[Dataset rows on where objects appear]
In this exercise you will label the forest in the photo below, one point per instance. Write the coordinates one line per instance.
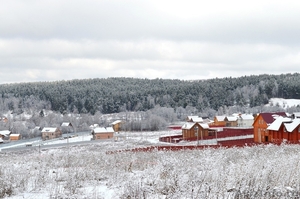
(113, 95)
(145, 104)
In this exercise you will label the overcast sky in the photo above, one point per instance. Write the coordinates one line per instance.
(71, 39)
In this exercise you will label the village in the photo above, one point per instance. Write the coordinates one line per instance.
(232, 130)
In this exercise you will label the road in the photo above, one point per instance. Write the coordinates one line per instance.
(39, 144)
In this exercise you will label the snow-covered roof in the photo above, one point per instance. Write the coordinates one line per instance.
(220, 118)
(195, 118)
(189, 125)
(246, 117)
(204, 125)
(94, 126)
(231, 118)
(48, 129)
(116, 122)
(66, 124)
(278, 122)
(297, 114)
(14, 135)
(290, 127)
(5, 132)
(103, 130)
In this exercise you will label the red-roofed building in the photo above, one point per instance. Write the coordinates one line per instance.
(284, 129)
(262, 122)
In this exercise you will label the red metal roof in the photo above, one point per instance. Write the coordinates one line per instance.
(270, 117)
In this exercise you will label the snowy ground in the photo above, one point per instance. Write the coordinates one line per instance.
(87, 171)
(284, 103)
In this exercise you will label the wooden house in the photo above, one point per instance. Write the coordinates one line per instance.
(194, 130)
(14, 137)
(194, 119)
(261, 123)
(245, 120)
(4, 133)
(230, 121)
(103, 133)
(284, 130)
(116, 125)
(219, 121)
(3, 119)
(67, 127)
(51, 133)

### [Exercise aim]
Reproduce the entries exactly. Do not carry over any picture.

### [Right answer]
In this exercise you will label the forest in the photo below, one point per instance. Write the coordinates one line per instance.
(113, 95)
(145, 104)
In this exercise you will label the overcast sky in the photo above, one point per instance. Write the coordinates one line per instance.
(71, 39)
In this exercise you will label the village in the photo above, one point per instance. Write the coordinates one line per instance.
(232, 130)
In this exercise you will label the road in the photo above, one point per instance. Write the coordinates one line per instance.
(39, 144)
In this exercise you will label the snow-covered roof in the photo above, one point per instance. Write the coordinates one line per instance.
(220, 118)
(195, 118)
(189, 125)
(246, 117)
(204, 125)
(94, 126)
(231, 118)
(48, 129)
(116, 122)
(66, 124)
(278, 122)
(297, 114)
(14, 135)
(290, 127)
(5, 132)
(103, 130)
In this exercise you will label the red-roofed building in the photo above, one point per instance. Write the coordinates one line per instance.
(284, 129)
(262, 122)
In this exercise you will label the red metal roof in the photo above, one point per instance. Write the coordinates one line per instance.
(270, 117)
In this exercise you will label the snowy ground in the photo above, one point per instance. Write the coordinates one line per instance.
(87, 171)
(284, 103)
In this exercise you will label the wooden house in the photo above, one point per instance. Write the coordinates one line per instance.
(194, 130)
(14, 137)
(194, 119)
(261, 123)
(245, 120)
(4, 133)
(230, 121)
(103, 133)
(284, 130)
(116, 125)
(219, 121)
(3, 119)
(67, 127)
(51, 133)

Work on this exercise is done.